§ **Exercise input**
§ §

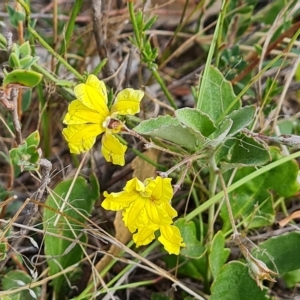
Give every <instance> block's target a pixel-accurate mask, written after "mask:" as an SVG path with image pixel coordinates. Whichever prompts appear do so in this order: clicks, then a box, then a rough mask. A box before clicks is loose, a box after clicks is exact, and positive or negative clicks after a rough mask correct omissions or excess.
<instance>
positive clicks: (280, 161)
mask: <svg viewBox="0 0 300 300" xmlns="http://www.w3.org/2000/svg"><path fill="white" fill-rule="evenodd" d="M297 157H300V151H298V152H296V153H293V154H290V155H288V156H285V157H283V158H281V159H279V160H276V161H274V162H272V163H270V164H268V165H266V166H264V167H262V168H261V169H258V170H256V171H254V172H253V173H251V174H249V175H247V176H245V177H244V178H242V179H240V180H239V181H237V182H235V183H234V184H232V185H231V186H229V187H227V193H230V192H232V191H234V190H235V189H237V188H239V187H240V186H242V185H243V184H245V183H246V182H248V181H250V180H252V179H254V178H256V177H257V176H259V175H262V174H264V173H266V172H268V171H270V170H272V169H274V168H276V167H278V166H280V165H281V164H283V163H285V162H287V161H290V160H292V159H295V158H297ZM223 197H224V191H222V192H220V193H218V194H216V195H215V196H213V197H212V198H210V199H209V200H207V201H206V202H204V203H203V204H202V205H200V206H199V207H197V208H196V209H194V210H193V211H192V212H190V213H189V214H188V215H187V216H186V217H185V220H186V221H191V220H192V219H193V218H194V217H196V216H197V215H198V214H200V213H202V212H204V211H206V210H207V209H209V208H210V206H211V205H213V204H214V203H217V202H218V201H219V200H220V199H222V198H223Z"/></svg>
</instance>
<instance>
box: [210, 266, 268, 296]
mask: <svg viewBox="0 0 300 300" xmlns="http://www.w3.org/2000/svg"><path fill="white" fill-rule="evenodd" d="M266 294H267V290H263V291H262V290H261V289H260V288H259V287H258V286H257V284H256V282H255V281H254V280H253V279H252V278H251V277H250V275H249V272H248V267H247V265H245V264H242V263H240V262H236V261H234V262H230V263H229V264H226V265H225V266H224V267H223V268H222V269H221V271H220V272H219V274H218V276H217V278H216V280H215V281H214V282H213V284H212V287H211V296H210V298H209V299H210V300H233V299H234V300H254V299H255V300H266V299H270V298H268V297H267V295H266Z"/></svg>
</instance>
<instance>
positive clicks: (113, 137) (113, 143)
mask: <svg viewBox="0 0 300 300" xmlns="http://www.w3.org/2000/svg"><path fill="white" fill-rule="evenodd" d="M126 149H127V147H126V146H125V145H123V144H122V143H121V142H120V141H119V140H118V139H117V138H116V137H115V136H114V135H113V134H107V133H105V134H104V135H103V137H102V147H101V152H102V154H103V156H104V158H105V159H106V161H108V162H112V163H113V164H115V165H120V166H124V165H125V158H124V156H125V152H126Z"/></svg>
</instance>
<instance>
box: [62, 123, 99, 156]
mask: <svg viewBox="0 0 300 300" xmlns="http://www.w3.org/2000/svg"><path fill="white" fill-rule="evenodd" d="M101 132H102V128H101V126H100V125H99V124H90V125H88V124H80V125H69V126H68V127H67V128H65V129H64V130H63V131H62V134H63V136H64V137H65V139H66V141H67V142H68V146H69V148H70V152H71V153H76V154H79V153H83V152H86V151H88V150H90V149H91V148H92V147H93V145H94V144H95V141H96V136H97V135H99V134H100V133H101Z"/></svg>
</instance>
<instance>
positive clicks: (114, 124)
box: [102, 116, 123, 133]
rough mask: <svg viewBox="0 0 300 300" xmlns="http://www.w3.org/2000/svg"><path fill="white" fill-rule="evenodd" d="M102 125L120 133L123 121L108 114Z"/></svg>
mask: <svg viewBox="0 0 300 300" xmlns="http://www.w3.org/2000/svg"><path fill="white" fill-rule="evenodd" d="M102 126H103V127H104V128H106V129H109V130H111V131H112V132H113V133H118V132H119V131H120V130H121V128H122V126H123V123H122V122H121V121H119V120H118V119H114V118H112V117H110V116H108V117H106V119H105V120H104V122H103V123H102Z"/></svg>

§ §

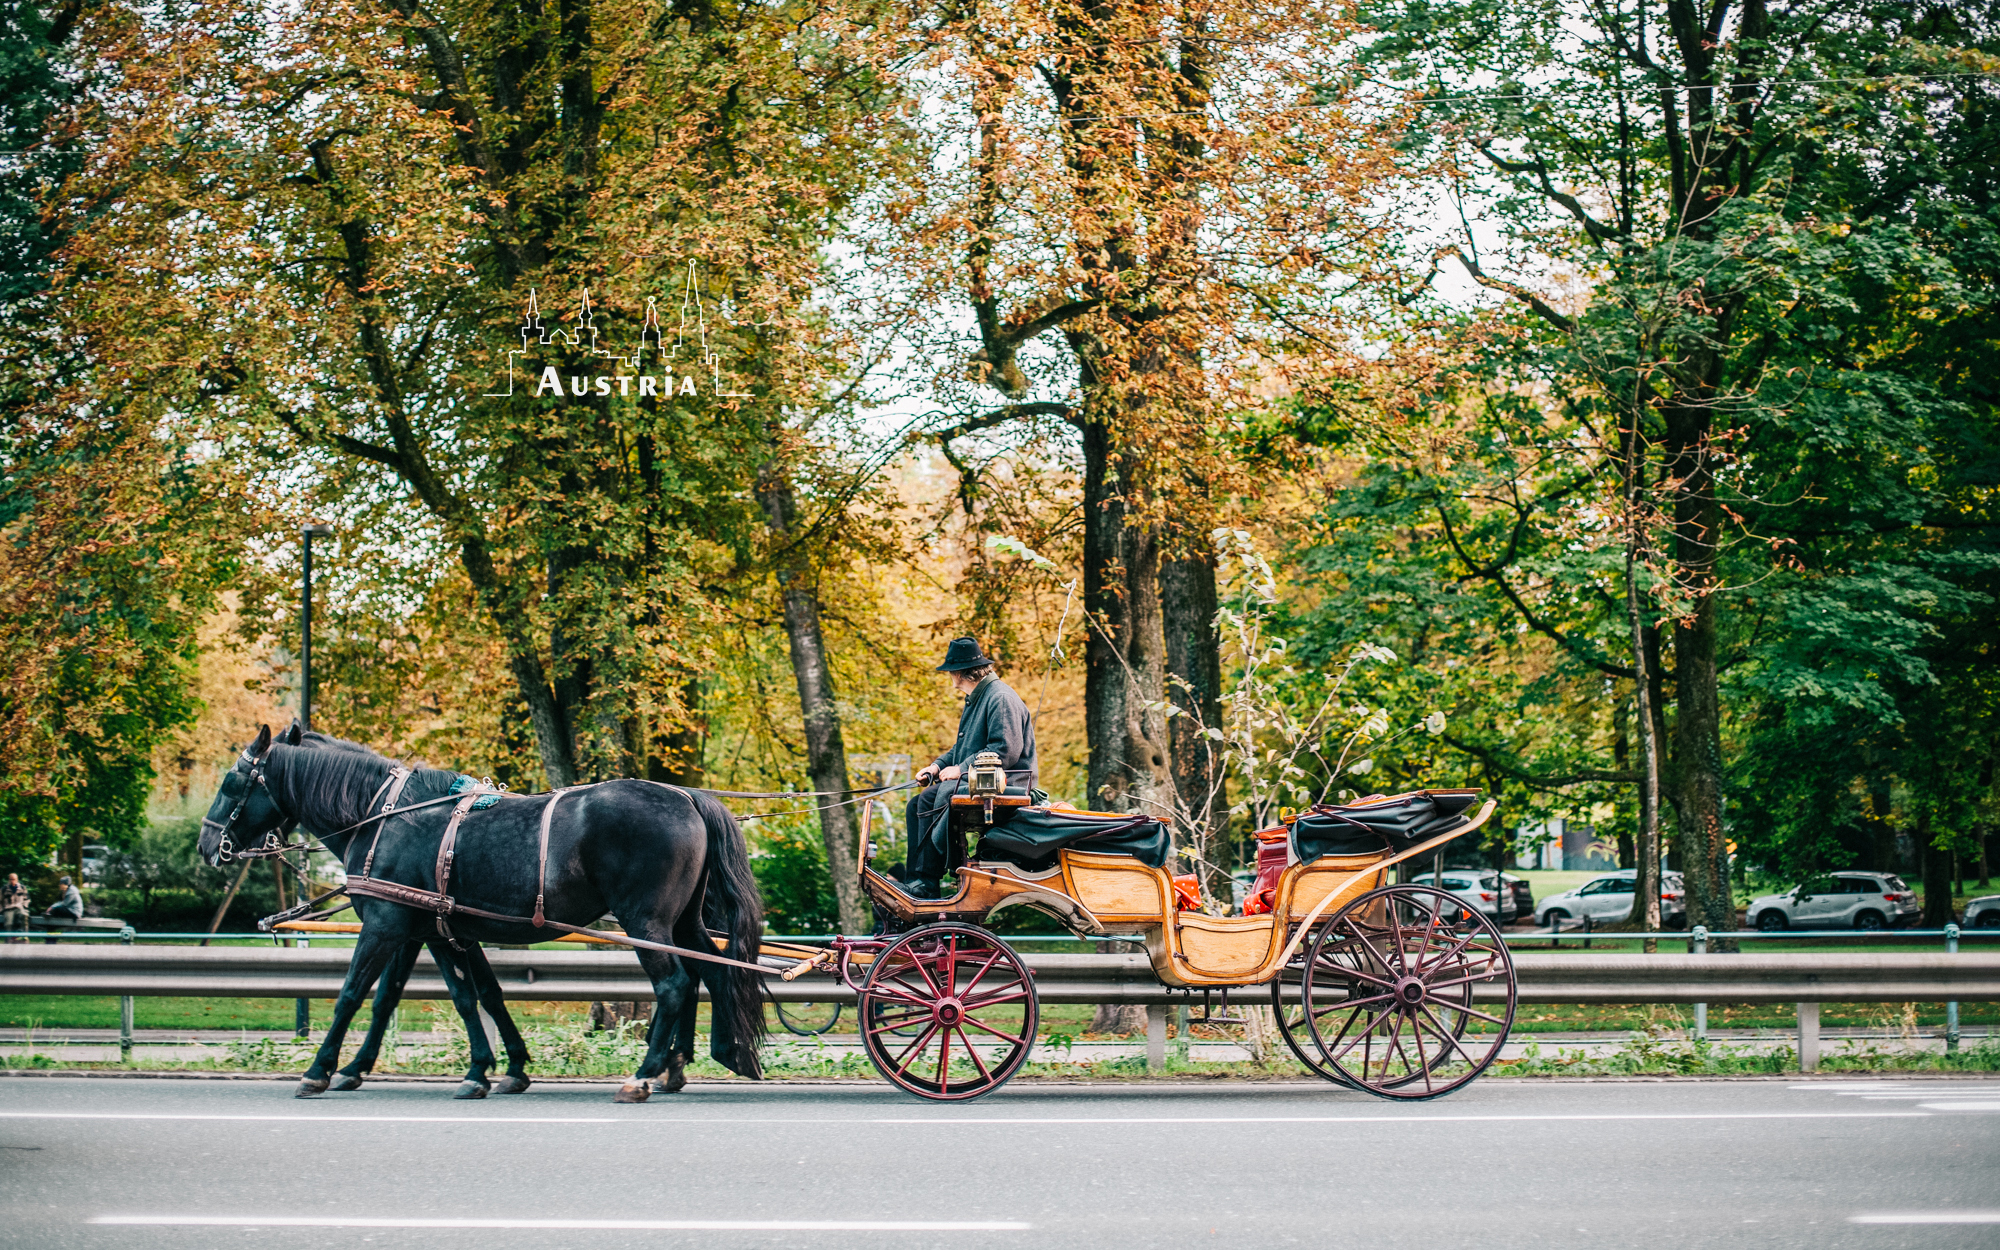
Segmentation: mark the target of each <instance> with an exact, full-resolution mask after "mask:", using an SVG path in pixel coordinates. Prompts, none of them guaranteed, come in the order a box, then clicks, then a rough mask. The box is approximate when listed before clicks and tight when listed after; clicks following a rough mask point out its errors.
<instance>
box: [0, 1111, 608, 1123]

§ §

§ **Exercise requirements**
Write out again the lines from the one containing "Give every <instance>" through the one containing "positive clicks: (280, 161)", replacing "rough mask" with "coarse mask" and leaving everything else as it is.

§ **Task answer**
Give every <instance> block's target a pixel-accurate mask, written after "mask:" as an SVG path with image pixel coordinates. Whichever prompts appear do so in this order: clicks, then a box, then a coarse mask. A box before clicks is loose, a box after clicks is exact, and positive or negative clicks after a coarse mask correct omissions or excess.
<instance>
positive clicks: (280, 161)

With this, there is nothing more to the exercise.